* Source records:
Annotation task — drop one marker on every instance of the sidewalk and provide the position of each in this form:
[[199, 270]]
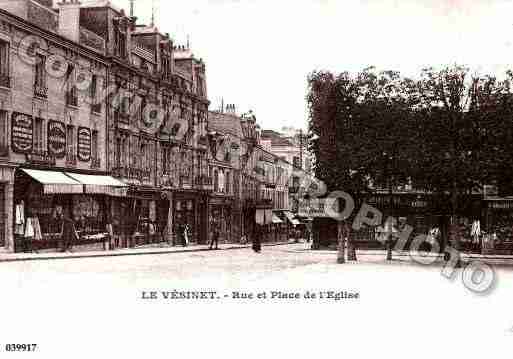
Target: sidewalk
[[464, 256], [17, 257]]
* * *
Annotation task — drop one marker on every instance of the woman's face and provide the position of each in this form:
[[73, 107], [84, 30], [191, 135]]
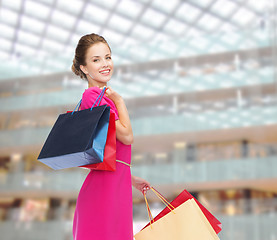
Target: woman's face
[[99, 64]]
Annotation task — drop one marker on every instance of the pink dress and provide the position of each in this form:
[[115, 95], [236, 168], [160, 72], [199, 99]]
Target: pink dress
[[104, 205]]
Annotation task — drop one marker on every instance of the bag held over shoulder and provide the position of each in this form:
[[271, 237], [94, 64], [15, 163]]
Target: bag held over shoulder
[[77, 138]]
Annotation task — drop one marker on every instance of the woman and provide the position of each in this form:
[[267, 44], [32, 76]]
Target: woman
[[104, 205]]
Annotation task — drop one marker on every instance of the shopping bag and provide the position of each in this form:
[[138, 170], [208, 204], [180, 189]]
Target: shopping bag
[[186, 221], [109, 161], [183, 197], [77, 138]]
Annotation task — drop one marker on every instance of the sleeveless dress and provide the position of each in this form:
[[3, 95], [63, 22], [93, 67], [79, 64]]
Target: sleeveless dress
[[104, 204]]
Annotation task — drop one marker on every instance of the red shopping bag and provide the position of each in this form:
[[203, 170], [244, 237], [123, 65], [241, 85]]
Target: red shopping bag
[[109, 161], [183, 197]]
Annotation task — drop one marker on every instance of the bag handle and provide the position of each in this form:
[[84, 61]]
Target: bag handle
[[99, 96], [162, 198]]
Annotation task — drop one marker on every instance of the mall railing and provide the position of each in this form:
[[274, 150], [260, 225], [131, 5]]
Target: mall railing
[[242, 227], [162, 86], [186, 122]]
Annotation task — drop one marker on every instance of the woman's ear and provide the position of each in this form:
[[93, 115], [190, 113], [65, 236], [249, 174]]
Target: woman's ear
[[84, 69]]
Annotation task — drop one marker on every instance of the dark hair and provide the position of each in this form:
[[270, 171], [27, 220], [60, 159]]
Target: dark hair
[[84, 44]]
---
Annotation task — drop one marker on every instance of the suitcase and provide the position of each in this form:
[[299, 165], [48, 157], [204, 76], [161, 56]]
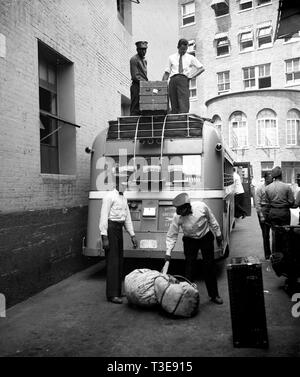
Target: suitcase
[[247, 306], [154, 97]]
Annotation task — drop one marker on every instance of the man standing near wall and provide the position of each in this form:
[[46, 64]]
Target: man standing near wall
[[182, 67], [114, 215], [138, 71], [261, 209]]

* What to work on: Please reproduce the lines from the line with "Target: woman's face" to the line with "of the dark", both ends included, exactly as they appear above.

* Reply to the exercise:
Target: woman's face
[[99, 64]]
Annotation task — drop one marker on every instance of the pink dress and provide the position of each in this form:
[[115, 95], [236, 168], [160, 72], [199, 99]]
Target: pink dress
[[104, 205]]
Annotation task — drop one marker on every instance of the bag held over shoulder and provide the position of each in this form:
[[271, 237], [94, 64], [15, 163]]
Target: bag held over shoulder
[[77, 138]]
Annotation task — drop one marker on every instance of the woman and provide the position of each in this form:
[[267, 44], [32, 76]]
Target: woman
[[104, 205]]
Annotation task — drop one marker on every instance of the shopping bag and provide the position of each in this form:
[[138, 170], [208, 204], [180, 189]]
Target: shopping bag
[[186, 221], [109, 161], [183, 197], [77, 138]]
Annotation task — drop one marker on every instance of the sleeveless dress and provide the position of each in this form:
[[3, 95], [63, 22], [93, 67], [79, 64]]
Target: sleeveless dress
[[104, 204]]
Annotation task — drop one marker on every instance of the red shopping bag and provide the position of each in this form:
[[203, 170], [244, 237], [123, 65], [241, 85]]
Target: red shopping bag
[[109, 161], [183, 197]]
Annotation task — drop one marker on every instance of the bag handle and provide the position of each in this form:
[[84, 61]]
Target: bag handle
[[99, 96], [162, 198]]
Annotation task — drop one marker on every instance of the mall railing and provide the position of each in this form:
[[274, 150], [260, 225], [131, 5]]
Target: mall railing
[[242, 227], [162, 86], [186, 122]]
Annotation task — drop one marker on every instance of the woman's ear and provide the position of each in this form:
[[93, 115], [190, 113], [65, 236], [249, 174]]
Target: woman's ear
[[84, 69]]
Annotation task — drop one marker on every instance of the dark hair and provide the position of each in this form:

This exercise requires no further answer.